| RECORD EXTRACTS |
= Beginning of Section =
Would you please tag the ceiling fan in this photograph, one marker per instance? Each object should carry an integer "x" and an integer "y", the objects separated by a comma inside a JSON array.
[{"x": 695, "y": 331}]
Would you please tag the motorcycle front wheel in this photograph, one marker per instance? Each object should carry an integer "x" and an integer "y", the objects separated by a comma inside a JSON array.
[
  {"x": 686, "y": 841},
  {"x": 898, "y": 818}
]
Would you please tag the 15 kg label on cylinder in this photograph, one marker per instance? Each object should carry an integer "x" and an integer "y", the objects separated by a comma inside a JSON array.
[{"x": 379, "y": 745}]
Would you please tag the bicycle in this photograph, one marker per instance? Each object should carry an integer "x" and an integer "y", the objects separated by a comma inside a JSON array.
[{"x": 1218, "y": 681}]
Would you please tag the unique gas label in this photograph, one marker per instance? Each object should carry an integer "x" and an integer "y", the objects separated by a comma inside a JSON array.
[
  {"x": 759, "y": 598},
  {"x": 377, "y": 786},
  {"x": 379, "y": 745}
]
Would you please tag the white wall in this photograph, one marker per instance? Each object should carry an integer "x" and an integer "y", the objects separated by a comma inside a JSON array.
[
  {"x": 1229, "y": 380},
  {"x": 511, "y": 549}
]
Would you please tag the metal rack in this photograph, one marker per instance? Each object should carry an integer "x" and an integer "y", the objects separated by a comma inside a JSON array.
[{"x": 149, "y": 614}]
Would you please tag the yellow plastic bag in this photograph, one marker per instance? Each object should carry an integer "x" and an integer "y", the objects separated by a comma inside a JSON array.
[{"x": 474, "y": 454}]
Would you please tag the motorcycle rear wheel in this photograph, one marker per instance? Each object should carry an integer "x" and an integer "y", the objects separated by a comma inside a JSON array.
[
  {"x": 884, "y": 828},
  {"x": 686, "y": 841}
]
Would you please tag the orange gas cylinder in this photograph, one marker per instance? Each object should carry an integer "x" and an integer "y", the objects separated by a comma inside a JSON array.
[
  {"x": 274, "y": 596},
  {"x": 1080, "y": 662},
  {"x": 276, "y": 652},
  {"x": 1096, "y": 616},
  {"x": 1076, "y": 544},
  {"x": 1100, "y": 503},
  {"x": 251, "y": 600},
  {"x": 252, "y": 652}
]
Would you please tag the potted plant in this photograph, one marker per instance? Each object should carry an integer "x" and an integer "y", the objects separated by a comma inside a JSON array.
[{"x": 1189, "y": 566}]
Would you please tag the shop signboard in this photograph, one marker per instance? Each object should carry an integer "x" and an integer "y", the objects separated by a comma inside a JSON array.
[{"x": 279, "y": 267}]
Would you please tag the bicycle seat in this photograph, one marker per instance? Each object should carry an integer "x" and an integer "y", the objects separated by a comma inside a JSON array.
= End of Section =
| WHAT YOU NEED TO DO |
Quote exactly and only the lines from the one holding "Would you please tag the shop" through the end of the data.

| RESPONSE TO THIS EXERCISE |
Would you please tag the shop signboard in this photograph, one marker per instance? Each object should carry an integer "x" and an integer "y", the objects separated by a comma inside a JSON array.
[{"x": 279, "y": 267}]
Would you please tag the bicycle seat in this photograph, one marker per instance? Each object should carry an integer "x" and an integer "y", the objects separated by a comma inside a JSON array.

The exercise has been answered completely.